SOURCE TEXT:
■ ■ ■ ■ ■

In a case involving a parent who has made requests or included legally significant language in letters to a public education agency that he/she didn’t fully understand, you’re going to have to write a letter to the public education agency and retract whatever didn’t make any sense on behalf of the parent and assert new requests in an effort to steer things back onto the right path. And, you’re going to have to stay on top of the situation from that point forward until you get into the clear.

You will often find in a situation like this that the public education agency is greatly relieved that you have become involved. The public education agency may have been up to no good, or simply not devoting enough attention to the student’s needs, prior to your involvement, which prompted the parent to try and fix things him- or herself, but by the time you get involved, the parent may have accidentally made things much messier and caused so many problems, that the education agency is at a loss as to how to set things straight.

With you there to help pick up the pieces and able speak the lingo with the education agency personnel, which you can then translate into plain language for the parent, you can help negotiate a resolution that benefits the student and restores order to the Universe. That’s an outcome everyone should be able to live with.

It’s a similar situation for parents who become emotional during IEP meetings and derail the IEP process. Usually these are parents who are overwhelmed by the fact that their child has a handicapping condition, is having emotional flashbacks to his/her troubles as a student, who feels judged by school personnel (rightly or not), and/or understands very little of what is being discussed by the IEP team and feels incompetent to effectively advocate for his/her child.

In situations like this, I’ve had education agency personnel call me after an IEP meeting that’s gone well for once to thank me profusely for helping the parent get through the IEP meeting without losing it. I do this by frequently checking for understanding as well as stopping the discussion and turning to the parent, saying, “What this means is …” or “You have several options here: you can do X, you can do Y, or you can do Z. Here are the pros and cons of each option…” I also ask questions that I know the parent wouldn’t know to ask, the answers to which are entirely relevant to the decision-making process.

I do everything in my power to ensure that the parent fully understands what is going on and give the parent however much time is necessary to process everything without feeling pressured to make a decision right on the spot. I want the parent’s consent to be fully informed. I never want to go back to the education agency and say, “I’m sorry, but Mrs. Smith actually thought we meant X when we really meant Y and now she’s changed her mind,” though I will if I’ve failed to properly educate Mrs. Smith and she’s made an uninformed decision that she comes to regret.

The indifferent parents and parents in denial don’t come to me for help, so I’m not in a position to do much about that. This is a particular problem that I’ve had described to me by teachers. They try to communicate to these parents that their children are struggling in school and need help, but the parents don’t seem to care. At the most extreme end of that spectrum, there would be cause to suspect that the involved children are being educationally neglected by their parents, which is something that a mandated reporter must report to local child protective services.

The suspicious parent is usually cause for suspicion him- or herself, though this can be wrongfully manipulated by school agency personnel with ill intent. Just because someone is suspicious or paranoid doesn’t mean someone isn’t out to get him or her.

■ ■ ■ ■ ■

GIVEN ENTRIES:
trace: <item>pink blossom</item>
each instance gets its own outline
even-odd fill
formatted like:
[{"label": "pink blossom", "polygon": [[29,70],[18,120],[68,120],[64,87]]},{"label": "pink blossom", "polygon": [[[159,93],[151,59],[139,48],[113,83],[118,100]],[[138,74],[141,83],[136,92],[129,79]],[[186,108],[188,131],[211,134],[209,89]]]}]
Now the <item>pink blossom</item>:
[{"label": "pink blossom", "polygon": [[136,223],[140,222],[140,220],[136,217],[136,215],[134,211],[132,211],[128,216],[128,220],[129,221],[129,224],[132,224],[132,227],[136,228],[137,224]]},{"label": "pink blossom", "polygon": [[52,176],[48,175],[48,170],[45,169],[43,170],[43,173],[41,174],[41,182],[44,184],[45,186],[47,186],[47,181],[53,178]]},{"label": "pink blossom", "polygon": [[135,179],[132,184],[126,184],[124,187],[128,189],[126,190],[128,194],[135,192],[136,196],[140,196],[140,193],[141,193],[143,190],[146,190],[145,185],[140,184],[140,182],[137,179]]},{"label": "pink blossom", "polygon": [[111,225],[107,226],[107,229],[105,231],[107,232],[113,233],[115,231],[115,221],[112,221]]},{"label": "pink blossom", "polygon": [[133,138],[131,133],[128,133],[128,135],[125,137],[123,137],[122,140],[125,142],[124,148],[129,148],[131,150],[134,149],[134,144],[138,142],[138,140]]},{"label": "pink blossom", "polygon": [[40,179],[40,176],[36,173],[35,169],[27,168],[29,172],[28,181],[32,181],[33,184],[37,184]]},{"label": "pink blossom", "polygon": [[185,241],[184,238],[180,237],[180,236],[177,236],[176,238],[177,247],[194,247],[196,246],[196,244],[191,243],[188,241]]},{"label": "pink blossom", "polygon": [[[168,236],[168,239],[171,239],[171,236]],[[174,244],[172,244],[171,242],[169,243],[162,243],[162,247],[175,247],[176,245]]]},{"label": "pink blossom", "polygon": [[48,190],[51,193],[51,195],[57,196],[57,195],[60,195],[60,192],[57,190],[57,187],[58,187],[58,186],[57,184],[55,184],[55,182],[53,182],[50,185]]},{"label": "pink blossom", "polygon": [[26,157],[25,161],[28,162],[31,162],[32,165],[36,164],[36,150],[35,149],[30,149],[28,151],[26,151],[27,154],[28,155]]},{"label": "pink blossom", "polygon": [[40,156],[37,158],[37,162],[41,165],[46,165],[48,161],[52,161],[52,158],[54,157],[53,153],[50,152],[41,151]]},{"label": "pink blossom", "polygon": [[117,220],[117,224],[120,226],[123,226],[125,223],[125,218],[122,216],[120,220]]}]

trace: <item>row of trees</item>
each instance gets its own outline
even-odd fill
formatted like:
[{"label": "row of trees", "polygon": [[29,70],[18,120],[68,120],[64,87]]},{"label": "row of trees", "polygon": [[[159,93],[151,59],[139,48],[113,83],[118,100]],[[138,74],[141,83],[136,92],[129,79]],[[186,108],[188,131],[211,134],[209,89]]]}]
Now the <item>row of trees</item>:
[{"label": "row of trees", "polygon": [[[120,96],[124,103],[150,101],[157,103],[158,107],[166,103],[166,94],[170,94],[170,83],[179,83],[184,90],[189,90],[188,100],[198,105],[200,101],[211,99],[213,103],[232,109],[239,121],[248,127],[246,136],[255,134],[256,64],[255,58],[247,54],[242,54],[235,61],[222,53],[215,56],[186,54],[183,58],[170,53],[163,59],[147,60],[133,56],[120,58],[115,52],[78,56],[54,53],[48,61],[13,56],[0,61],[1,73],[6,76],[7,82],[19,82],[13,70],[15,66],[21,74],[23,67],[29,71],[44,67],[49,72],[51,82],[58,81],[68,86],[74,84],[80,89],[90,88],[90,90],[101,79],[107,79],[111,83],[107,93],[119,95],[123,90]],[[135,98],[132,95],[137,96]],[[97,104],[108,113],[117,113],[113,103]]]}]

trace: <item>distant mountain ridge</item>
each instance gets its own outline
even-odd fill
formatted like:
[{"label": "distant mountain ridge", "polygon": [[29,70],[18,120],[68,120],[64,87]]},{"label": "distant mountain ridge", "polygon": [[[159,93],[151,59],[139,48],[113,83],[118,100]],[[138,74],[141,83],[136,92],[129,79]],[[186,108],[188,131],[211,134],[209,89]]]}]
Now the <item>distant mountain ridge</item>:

■ ■ ■ ■ ■

TASKS TO PERFORM:
1. Please retype the advocacy passage from "With you there" to "to live with.".
2. In the advocacy passage, what must a mandated reporter do when children are being educationally neglected by their parents?

SOLUTIONS TO THE PROBLEMS:
1.
With you there to help pick up the pieces and able speak the lingo with the education agency personnel, which you can then translate into plain language for the parent, you can help negotiate a resolution that benefits the student and restores order to the Universe. That’s an outcome everyone should be able to live with.

2. Report it to local child protective services.